» WHAT TO WORK ON: Among the entries below, one line contains "# test: identify the strawberry" and another contains "# test: identify the kitchen". Transcribe those two lines and every line between them, exactly.

[Point-per-instance localization data]
== Segment start ==
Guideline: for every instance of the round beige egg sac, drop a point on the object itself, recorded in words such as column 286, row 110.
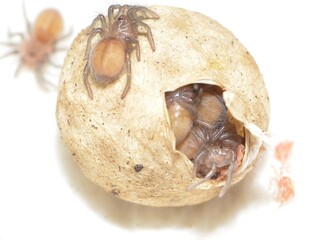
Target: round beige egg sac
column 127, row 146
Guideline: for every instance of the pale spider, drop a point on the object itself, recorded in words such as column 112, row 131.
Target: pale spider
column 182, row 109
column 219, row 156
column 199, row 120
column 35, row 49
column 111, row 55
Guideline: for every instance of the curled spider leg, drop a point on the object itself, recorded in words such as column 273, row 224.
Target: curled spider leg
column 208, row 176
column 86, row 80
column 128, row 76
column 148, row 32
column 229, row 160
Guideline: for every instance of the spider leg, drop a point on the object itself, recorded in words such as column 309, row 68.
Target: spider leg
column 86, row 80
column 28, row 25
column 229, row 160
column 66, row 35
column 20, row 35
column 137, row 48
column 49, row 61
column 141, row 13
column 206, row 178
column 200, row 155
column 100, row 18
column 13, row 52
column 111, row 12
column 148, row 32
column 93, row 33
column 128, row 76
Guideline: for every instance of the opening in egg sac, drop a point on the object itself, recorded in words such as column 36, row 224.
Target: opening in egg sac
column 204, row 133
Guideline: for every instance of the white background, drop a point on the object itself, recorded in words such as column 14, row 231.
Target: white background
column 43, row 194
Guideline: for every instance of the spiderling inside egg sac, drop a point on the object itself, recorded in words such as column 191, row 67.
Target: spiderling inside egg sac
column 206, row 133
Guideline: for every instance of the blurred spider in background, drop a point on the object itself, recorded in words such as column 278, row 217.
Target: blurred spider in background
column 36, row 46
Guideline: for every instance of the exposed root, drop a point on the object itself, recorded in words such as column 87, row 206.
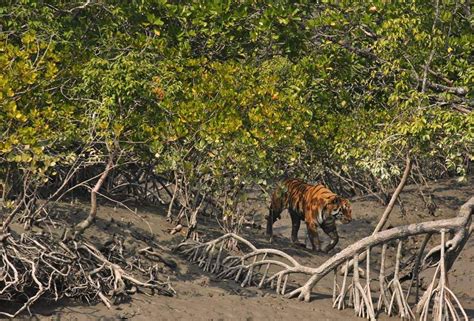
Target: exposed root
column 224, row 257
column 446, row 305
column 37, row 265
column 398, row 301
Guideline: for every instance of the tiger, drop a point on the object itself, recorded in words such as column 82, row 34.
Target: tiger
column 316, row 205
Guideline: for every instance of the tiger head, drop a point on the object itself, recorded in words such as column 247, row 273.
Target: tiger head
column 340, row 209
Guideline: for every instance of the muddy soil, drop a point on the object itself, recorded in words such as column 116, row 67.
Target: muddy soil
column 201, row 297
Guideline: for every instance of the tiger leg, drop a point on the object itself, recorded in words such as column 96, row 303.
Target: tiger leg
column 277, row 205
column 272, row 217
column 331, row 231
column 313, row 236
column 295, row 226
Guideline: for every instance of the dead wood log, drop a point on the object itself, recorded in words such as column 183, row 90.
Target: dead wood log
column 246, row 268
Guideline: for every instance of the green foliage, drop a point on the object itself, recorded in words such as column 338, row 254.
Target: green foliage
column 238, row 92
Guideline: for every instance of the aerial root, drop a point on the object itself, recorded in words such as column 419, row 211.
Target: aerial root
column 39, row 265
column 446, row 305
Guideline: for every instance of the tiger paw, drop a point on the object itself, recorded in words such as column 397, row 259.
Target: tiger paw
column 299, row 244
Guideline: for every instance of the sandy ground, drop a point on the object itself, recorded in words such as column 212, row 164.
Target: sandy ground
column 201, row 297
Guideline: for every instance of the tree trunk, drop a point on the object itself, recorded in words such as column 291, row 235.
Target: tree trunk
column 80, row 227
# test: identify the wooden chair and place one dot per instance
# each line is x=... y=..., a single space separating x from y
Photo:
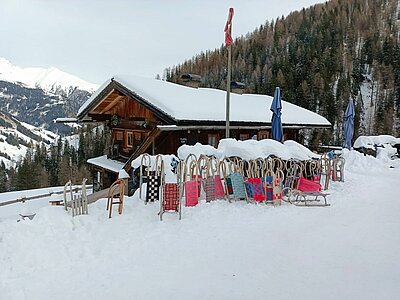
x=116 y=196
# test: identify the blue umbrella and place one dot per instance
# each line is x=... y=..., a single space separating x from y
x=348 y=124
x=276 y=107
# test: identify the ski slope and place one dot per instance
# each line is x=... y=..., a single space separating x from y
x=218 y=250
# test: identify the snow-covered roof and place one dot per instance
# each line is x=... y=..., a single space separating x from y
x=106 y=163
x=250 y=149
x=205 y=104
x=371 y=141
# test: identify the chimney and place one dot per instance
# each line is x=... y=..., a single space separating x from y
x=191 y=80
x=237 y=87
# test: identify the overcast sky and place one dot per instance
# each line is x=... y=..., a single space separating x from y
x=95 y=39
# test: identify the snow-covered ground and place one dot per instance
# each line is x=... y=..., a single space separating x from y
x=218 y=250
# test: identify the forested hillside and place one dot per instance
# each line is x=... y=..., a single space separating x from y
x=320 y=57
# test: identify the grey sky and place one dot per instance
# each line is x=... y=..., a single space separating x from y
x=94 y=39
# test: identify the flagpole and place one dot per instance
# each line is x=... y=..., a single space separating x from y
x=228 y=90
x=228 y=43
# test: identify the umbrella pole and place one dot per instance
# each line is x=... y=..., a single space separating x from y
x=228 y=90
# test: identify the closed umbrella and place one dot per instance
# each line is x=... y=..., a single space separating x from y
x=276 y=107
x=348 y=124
== Segment end ==
== Segment start ==
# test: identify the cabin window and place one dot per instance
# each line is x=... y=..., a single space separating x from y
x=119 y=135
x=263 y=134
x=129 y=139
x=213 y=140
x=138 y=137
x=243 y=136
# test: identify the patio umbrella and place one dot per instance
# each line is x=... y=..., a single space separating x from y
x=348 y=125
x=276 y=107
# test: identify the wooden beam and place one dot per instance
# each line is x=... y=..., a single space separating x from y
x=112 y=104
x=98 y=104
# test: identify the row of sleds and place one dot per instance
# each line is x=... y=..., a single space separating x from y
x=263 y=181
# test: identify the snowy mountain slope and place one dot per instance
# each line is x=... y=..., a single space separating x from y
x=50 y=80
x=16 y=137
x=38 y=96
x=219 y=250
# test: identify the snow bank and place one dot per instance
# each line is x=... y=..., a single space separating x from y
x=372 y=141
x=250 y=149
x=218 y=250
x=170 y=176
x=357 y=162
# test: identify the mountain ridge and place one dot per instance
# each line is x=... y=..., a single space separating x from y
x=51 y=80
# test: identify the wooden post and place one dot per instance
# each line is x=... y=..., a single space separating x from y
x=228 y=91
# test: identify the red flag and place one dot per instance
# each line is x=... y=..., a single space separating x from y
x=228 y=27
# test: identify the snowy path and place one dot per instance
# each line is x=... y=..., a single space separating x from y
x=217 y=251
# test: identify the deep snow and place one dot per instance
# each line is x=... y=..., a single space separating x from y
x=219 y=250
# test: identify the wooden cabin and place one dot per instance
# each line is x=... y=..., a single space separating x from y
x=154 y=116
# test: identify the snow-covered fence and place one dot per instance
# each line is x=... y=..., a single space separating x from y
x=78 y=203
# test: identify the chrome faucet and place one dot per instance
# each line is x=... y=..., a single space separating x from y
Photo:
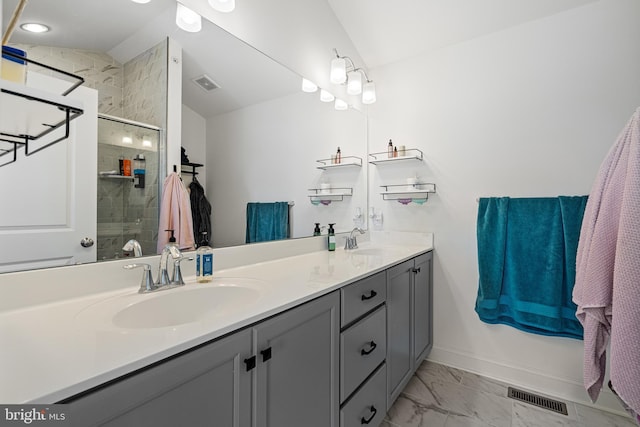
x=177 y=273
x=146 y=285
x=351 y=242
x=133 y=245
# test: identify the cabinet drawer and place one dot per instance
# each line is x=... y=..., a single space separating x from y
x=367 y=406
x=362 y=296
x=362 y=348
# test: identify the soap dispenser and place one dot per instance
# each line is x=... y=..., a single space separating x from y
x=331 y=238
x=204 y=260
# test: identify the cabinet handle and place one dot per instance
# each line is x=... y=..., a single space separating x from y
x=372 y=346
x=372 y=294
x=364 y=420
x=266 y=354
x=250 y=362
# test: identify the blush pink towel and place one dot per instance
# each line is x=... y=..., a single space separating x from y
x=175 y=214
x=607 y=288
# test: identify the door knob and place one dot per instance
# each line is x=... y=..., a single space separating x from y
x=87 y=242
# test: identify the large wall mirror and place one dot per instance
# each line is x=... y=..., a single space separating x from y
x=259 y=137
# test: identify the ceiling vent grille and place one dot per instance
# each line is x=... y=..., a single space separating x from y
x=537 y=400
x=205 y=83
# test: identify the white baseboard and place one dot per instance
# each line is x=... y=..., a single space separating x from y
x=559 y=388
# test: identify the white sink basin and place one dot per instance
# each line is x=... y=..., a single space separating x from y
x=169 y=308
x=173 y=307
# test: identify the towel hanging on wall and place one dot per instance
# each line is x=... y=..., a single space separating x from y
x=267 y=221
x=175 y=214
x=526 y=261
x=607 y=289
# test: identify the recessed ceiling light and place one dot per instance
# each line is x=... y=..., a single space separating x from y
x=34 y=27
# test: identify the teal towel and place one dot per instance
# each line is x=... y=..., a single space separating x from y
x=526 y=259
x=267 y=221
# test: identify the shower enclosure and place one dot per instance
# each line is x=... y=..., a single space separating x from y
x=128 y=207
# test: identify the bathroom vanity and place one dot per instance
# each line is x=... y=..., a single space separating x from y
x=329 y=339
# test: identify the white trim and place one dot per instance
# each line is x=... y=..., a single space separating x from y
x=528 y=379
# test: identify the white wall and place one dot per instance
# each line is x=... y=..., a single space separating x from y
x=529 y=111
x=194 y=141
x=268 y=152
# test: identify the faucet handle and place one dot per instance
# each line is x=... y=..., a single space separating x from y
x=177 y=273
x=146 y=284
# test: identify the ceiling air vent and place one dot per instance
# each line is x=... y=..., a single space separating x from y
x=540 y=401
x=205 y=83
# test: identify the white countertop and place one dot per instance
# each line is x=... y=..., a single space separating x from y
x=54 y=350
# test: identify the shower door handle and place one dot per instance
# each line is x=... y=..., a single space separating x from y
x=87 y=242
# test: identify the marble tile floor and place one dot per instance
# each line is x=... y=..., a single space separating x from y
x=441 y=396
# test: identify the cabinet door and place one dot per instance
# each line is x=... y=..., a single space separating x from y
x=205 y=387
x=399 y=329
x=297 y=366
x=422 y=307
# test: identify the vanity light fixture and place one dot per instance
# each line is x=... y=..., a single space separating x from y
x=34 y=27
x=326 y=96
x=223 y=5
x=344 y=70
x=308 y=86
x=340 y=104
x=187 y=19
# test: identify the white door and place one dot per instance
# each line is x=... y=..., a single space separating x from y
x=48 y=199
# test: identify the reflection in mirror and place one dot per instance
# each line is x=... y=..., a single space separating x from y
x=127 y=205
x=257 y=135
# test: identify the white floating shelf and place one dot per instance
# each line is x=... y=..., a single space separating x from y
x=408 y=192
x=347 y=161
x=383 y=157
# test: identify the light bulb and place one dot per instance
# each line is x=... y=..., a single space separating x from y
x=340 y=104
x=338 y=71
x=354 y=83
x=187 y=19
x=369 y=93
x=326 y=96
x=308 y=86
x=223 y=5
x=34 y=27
== Segment end ==
== Segment start ==
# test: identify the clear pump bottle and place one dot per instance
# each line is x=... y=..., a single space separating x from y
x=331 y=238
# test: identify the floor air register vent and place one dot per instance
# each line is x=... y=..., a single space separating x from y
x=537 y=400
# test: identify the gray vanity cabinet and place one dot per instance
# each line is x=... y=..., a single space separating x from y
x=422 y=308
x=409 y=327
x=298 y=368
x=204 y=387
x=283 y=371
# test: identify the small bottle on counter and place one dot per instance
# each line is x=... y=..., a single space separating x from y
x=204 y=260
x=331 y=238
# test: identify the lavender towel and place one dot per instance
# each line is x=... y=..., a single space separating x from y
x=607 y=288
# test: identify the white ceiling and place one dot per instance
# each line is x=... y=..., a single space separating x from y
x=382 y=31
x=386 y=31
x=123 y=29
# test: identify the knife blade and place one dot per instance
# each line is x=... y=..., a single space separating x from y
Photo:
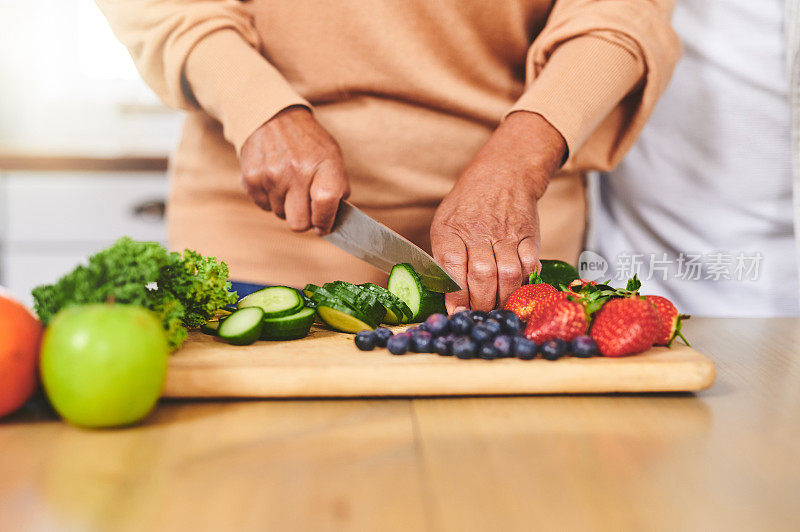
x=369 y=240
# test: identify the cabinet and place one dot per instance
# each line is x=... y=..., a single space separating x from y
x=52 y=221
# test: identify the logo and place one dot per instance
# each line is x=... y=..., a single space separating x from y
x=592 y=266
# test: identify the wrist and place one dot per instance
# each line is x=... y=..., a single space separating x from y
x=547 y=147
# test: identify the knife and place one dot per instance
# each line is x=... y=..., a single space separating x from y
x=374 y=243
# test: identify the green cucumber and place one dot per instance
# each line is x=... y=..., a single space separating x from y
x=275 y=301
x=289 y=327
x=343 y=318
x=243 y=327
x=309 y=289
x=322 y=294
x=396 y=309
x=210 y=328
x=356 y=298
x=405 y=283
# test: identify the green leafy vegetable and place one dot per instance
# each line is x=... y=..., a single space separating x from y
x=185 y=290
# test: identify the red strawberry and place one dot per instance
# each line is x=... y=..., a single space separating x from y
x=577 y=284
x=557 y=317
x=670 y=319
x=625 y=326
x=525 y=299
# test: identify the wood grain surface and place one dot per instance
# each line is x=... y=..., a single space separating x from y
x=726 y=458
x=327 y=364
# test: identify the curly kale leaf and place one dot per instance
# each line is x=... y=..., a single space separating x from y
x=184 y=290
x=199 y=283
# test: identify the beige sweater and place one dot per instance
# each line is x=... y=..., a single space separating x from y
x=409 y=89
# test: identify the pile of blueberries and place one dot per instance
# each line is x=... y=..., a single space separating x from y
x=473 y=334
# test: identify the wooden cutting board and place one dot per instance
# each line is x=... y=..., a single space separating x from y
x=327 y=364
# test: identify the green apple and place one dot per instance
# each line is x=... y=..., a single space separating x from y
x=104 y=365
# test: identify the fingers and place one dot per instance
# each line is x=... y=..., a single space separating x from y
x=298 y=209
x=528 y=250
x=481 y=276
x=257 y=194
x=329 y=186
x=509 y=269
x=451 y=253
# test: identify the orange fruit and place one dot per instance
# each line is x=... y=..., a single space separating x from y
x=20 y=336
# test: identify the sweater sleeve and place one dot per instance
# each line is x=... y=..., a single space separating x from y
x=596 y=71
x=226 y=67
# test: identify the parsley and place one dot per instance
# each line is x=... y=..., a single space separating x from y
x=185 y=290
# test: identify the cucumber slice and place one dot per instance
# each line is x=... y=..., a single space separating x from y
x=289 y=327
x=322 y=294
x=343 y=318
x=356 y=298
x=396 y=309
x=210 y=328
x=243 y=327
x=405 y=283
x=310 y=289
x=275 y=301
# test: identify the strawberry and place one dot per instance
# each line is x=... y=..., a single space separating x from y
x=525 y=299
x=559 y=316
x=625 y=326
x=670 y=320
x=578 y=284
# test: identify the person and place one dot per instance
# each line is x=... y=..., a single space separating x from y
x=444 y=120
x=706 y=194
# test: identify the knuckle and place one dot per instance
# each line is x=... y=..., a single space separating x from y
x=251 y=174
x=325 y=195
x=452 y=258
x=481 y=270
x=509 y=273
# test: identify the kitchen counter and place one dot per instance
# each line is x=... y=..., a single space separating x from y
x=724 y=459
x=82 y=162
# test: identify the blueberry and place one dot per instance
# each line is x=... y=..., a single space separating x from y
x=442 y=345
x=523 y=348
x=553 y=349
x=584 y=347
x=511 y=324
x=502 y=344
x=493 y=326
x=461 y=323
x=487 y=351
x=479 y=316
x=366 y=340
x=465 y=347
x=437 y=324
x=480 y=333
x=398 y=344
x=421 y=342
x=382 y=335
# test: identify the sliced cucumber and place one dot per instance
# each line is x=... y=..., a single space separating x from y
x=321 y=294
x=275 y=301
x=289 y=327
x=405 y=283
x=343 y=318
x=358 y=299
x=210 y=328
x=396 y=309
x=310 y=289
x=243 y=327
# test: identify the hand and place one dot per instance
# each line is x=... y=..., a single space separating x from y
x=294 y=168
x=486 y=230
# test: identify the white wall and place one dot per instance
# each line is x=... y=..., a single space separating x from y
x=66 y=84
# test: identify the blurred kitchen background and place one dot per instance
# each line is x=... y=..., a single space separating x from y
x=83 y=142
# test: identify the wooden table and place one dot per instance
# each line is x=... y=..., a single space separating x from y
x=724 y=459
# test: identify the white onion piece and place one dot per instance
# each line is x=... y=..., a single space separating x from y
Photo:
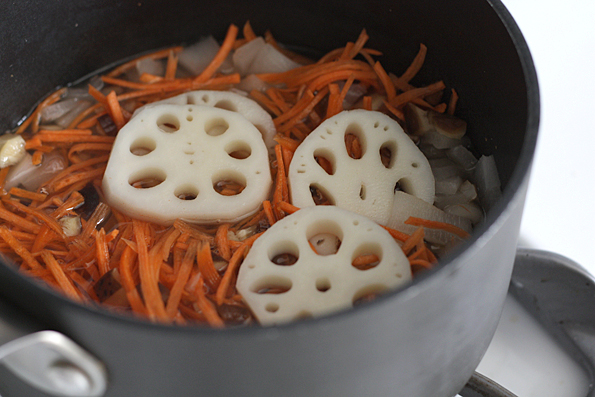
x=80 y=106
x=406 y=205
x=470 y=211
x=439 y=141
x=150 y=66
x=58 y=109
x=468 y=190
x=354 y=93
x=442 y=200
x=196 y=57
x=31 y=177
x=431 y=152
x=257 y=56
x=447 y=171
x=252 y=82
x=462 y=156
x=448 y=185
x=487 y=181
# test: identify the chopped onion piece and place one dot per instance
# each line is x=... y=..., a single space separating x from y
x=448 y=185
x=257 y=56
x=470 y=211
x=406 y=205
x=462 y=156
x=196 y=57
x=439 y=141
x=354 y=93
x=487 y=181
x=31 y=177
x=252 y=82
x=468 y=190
== Segment end ==
» REPLY TO THE TASK:
# test: identify the strawberry and place one dot per instance
# each line is x=... y=..., a single space separating x from y
x=525 y=299
x=559 y=316
x=625 y=326
x=670 y=320
x=578 y=284
# test: identify the person and place one dot per instance
# each line is x=... y=..., a single space separating x from y
x=444 y=120
x=706 y=194
# test: identify the knuckle and place one dot per instance
# each line is x=... y=..., a single space separating x from y
x=251 y=174
x=325 y=195
x=452 y=258
x=481 y=270
x=509 y=273
# test: identify the kitchen counter and place one dot per instance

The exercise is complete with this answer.